AIM
Update the lines starting from the one holding "If you could pick out the carrot" through the last line, swapping "knife" for "blade" and changing nothing else.

AVAILABLE RECORDS
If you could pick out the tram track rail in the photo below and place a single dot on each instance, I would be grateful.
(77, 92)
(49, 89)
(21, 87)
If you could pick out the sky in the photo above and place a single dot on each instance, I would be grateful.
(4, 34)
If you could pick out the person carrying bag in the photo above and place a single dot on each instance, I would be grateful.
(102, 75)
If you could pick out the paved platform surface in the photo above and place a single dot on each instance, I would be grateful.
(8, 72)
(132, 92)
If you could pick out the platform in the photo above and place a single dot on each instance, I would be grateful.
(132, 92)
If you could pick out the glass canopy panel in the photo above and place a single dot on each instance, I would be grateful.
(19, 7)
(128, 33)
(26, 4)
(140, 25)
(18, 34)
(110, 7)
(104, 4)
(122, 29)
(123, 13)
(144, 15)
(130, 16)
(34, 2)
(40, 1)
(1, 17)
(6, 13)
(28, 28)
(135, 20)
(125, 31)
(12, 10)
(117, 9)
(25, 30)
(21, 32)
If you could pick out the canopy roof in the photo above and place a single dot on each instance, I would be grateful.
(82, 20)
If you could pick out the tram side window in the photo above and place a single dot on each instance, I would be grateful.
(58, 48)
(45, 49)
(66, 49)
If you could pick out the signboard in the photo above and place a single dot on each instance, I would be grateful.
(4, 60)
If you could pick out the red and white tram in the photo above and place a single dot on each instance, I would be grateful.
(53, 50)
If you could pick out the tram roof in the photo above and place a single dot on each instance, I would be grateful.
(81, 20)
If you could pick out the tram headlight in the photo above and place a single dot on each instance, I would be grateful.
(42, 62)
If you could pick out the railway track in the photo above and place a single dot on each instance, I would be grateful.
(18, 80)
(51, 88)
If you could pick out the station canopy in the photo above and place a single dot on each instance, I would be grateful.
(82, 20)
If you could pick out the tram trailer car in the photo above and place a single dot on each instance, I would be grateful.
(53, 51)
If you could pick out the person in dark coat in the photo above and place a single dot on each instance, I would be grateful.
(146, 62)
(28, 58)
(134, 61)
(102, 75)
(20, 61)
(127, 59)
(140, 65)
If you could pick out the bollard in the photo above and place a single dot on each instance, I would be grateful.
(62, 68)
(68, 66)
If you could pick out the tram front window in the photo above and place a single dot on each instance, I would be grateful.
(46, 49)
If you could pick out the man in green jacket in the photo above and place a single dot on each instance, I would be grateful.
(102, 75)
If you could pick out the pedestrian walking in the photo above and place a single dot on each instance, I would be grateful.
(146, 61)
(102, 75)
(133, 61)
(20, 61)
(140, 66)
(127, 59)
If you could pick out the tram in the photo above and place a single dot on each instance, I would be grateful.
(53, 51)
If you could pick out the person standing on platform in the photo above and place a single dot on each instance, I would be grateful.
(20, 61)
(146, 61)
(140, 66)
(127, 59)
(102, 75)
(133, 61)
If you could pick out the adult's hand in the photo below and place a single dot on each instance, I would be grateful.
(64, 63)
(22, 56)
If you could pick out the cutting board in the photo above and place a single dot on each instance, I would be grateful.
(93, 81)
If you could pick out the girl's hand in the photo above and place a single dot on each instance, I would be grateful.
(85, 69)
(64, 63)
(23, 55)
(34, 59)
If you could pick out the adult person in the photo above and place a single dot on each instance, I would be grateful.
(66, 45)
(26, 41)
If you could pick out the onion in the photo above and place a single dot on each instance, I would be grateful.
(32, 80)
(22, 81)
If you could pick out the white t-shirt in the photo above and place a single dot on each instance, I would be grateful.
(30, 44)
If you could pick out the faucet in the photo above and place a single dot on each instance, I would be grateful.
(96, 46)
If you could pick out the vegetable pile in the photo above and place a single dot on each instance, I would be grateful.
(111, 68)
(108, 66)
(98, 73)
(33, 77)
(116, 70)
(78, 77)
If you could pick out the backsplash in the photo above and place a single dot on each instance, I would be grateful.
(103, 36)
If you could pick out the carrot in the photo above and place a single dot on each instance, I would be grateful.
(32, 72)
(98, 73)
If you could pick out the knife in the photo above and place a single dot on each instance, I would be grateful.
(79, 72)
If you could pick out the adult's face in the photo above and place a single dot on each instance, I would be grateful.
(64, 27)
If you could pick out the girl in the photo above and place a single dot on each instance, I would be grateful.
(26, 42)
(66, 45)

ANSWER TO THIS PROBLEM
If you could pick out the carrot in the photo above and place a single dot on each instance, I would be grateful.
(32, 72)
(98, 73)
If you could pick out the blade in the photo above and place a single dot on each instance, I would be grateful.
(79, 72)
If you could pick out the adult's face in the photo above and place a single dot on each instance, I would be grateful.
(64, 27)
If you could pick out the girl in the photo above and place a single dot on each instance, I would be grateful.
(26, 42)
(66, 45)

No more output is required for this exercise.